▸ GIVEN PROBLEM 1
Please copy the solid-state battery article word for word between "BEIJING, Oct. 24" and "to new heights.", inclusive.
▸ GIVEN PROBLEM 2
In the solid-state battery article, what does the approach from the Institute of Physics, Chinese Academy of Sciences, use as a special "glue"?
▸ GIVEN PROBLEM 3
Continue the solid-state battery article, starting after its final sentence.

▸ SOURCE DOCUMENT

-- -- --

BEIJING, Oct. 24 (Xinhua) — Chinese scientists have recently made significant advances in overcoming critical obstacles in solid-state batteries, pushing their performance to new heights.
Solid-state batteries, widely regarded as the next generation of lithium battery technology, hold promising potential for applications in new energy vehicles and low-altitude aviation.
Previously, a 100-kilogram battery could power a vehicle for about 500 kilometers, but recent breakthroughs promise to extend that range beyond 1,000 kilometers.
At the heart of a battery are lithium ions, which act like “deliverymen,” shuttling electrons between the positive and negative electrodes. The solid electrolyte serves as the “road” for these ions.
However, in conventional solid-state batteries, sulfide-based electrolytes are too hard, while lithium metal electrodes are too soft. When these materials interface, the uneven contact creates resistance, hindering ion movement and reducing efficiency — a long-standing bottleneck to commercialization.
To address this, Chinese research teams have developed innovative solutions that seamlessly bridge the gap between rigid and soft materials, ensuring smoother ion transport and enhanced performance.
One approach from the Institute of Physics, Chinese Academy of Sciences (CAS), uses iodine ions as a form of special “glue.” During operation, these ions migrate to the interface between the electrode and electrolyte, where they attract lithium ions to fill in microscopic gaps and pores.
This self-repairing mechanism creates a tightly bonded interface, effectively overcoming one of the most persistent barriers to the practicality of solid-state batteries.

-- -- --

▸ ENTRIES SHOWN
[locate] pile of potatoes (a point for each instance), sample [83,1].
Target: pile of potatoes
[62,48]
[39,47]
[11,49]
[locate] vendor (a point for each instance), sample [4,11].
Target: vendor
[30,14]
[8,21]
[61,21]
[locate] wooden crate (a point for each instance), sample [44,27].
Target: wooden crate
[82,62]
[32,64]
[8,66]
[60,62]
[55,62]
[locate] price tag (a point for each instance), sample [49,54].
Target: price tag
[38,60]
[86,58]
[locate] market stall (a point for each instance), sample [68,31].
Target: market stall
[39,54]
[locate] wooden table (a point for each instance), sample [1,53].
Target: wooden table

-- -- --

▸ RESPONSE 1
BEIJING, Oct. 24 (Xinhua) — Chinese scientists have recently made significant advances in overcoming critical obstacles in solid-state batteries, pushing their performance to new heights.

▸ RESPONSE 2
Iodine ions.

▸ RESPONSE 3
Scientists at the Institute of Metal Research of the CAS have given electrolytes a “flexible transformation.” By building a polymer-based skeleton, they created a battery that remains fully functional even after being bent 20,000 times or twisted.
This design not only offers exceptional durability but also incorporates specialized chemical additives into the flexible framework — some to accelerate lithium-ion transport and others to capture additional ions — thereby increasing energy storage capacity by 86 percent.
In another development, a team from Tsinghua University has introduced a fluorine reinforcement technique. They modified the electrolyte with fluorinated polyether materials, leveraging fluorine’s high resistance to voltage to form a protective layer on the electrode surface. This fluoride-rich shield prevents the electrolyte from being broken down under high voltage.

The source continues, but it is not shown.